# Text
* * *

Correct me if I am wrong

[Jarvis Bull Dawg]

Prove that of 25 is subtrated from the square of an odd integer greater than 5, the resulting number is always divisible by 8.

Solution:

Let S (n) = n2 – 25
For n = 1, S (1) = (1 )2 – 25 = -24 which is clearly divisible by 8.
Thus the first condition is satisfied as S(1) is true.

Let us assume that S(n) is true for n = 2k+1 Belonging to Odd integers greater than 5, that is,

S(2k+1) = (2k+1)2 - 25 is divisble by 8
= 4k2 + 4k + 1 -25
= 4k2 + 4k - 24
= 4(k2 + k - 6)
= 4(k-2)(k+3) ------ (A)

We can see that (A) is clearly divisible by 8, condition being that k is an odd integer which is bigger than 5. Since both conditions are satisfied, hence by mathematical induction we have proven that S(n) is divisble by 8 for all integers bigger than 5.

 

[ComputerGeek]

umm, you are not exactly correct. you are setting n = to 2k + 1. while that is denoting an odd integer, that is what n should be and you have not shows for n+1 yet which should be 2k + 3.

however, induction doe snot require that you use that form. you can simply say n for all n = 2k+1, now showing for n+1 and just use n+1 to show it rather than 2k+3

 

[shmoe]

Let S (n) = n2 – 25
For n = 1, S (1) = (1 )2 – 25 = -24 which is clearly divisible by 8.
Thus the first condition is satisfied as S(1) is true.

Why is your base case n=1 when you're trying to prove this for odd integers greater than 5?

Let us assume that S(n) is true for n = 2k+1 Belonging to Odd integers greater than 5, that is,

S(2k+1) = (2k+1)2 - 25 is divisble by 8
= 4k2 + 4k + 1 -25
= 4k2 + 4k - 24
= 4(k2 + k - 6)
= 4(k-2)(k+3) ------ (A)

You don't use your induction hypothesis here, and you don't need to. Induction is not necessary.

We can see that (A) is clearly divisible by 8, condition being that k is an odd integer which is bigger than 5.

n>5, not k.

* * *

# Dataset
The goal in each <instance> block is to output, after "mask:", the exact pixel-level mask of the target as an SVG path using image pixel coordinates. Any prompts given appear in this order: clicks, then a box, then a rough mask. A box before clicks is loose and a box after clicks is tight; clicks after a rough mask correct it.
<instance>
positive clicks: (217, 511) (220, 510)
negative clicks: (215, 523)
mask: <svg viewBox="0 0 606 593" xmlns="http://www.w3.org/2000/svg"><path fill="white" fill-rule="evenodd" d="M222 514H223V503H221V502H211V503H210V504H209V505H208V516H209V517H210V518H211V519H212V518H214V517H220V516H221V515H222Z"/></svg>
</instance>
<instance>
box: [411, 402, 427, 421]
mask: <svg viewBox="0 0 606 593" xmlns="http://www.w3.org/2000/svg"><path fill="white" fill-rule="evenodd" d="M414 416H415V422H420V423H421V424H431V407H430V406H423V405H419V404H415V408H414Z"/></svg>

* * *

# Task details
Repeat word for word everything in the induction thread above from "umm, you are" down to "should be 2k + 3.".

# Solution below
umm, you are not exactly correct. you are setting n = to 2k + 1. while that is denoting an odd integer, that is what n should be and you have not shows for n+1 yet which should be 2k + 3.